### STATED EXERCISE
Only the lines starting at the one that contains "Can you find the athletic" and running to the end should be repeated, exactly as written.

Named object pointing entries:

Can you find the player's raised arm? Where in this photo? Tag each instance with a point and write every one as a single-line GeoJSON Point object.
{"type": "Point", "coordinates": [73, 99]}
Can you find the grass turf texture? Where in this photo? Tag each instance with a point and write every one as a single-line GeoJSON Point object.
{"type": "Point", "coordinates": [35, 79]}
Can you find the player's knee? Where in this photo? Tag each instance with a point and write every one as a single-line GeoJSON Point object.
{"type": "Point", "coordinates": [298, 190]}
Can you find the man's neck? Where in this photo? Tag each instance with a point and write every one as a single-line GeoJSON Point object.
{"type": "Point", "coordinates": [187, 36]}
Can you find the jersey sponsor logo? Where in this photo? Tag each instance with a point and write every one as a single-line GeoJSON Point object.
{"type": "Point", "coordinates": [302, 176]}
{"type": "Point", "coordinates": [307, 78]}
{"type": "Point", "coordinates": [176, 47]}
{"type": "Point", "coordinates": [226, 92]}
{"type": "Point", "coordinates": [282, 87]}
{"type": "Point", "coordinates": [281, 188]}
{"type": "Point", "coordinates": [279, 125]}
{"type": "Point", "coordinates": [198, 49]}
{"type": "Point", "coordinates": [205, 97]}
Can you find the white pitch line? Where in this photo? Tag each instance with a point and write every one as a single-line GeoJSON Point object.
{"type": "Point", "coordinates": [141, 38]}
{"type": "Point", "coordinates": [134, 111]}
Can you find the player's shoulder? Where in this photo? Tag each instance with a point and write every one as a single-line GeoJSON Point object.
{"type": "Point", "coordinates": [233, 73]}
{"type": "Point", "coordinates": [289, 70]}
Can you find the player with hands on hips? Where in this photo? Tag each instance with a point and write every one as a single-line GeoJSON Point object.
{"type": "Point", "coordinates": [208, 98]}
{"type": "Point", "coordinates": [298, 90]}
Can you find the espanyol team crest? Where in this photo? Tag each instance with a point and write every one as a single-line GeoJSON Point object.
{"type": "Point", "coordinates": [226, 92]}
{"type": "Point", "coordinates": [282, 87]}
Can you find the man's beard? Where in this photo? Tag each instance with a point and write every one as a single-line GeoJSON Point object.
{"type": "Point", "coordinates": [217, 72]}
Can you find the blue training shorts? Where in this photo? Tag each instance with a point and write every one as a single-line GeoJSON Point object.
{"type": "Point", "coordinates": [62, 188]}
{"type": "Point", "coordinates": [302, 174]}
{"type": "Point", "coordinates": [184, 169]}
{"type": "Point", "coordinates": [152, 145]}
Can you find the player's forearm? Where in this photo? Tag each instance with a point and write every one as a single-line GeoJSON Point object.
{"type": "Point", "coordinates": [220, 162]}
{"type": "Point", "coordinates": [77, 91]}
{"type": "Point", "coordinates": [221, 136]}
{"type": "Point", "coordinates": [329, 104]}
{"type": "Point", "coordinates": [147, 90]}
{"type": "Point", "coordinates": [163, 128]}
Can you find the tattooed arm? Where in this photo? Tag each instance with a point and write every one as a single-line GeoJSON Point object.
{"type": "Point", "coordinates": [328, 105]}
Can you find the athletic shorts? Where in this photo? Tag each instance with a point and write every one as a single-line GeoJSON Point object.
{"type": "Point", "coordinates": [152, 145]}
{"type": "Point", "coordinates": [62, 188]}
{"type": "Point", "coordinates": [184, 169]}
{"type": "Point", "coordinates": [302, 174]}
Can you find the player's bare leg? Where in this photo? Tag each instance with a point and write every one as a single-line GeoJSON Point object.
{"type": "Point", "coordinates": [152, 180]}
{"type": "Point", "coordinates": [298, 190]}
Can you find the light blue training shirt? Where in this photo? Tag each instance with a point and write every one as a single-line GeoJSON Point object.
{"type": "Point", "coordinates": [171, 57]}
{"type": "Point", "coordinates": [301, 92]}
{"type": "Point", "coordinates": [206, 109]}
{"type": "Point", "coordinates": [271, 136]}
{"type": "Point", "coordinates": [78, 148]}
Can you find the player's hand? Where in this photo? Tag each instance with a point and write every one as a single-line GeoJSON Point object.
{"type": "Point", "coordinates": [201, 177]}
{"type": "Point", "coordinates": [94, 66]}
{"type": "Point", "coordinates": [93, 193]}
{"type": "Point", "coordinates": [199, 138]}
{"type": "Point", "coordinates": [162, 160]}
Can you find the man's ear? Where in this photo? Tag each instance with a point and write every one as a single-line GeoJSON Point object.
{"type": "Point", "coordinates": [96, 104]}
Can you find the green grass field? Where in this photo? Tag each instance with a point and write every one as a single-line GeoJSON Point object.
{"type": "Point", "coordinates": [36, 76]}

### TASK SOLUTION
Can you find the athletic shorts? Where in this photo? Tag each instance with a point and write every one as a single-line GeoJSON Point object.
{"type": "Point", "coordinates": [152, 145]}
{"type": "Point", "coordinates": [62, 188]}
{"type": "Point", "coordinates": [184, 169]}
{"type": "Point", "coordinates": [302, 174]}
Can you find the player's bare leg? Where in this photo? Tag each instance with a point and write every one as a single-line GeoJSON Point object.
{"type": "Point", "coordinates": [152, 180]}
{"type": "Point", "coordinates": [298, 190]}
Can you find the light blue training shirt? Where in this photo? Tag each instance with a point and write every one as a single-line GeoJSON Point object.
{"type": "Point", "coordinates": [171, 57]}
{"type": "Point", "coordinates": [301, 92]}
{"type": "Point", "coordinates": [206, 109]}
{"type": "Point", "coordinates": [271, 136]}
{"type": "Point", "coordinates": [78, 148]}
Can you find the player's hand? Where in this photo? Tag each instance with a point and write every one as a single-line GeoJSON Point object.
{"type": "Point", "coordinates": [201, 177]}
{"type": "Point", "coordinates": [94, 66]}
{"type": "Point", "coordinates": [93, 193]}
{"type": "Point", "coordinates": [199, 138]}
{"type": "Point", "coordinates": [162, 160]}
Can you find the man's ear? Where in this photo? Tag each instance with a point and write every one as a single-line GeoJSON Point object.
{"type": "Point", "coordinates": [96, 104]}
Can you find the green grass field? Where in this photo? Tag each instance with a point and write every one as a single-line GeoJSON Point object.
{"type": "Point", "coordinates": [36, 76]}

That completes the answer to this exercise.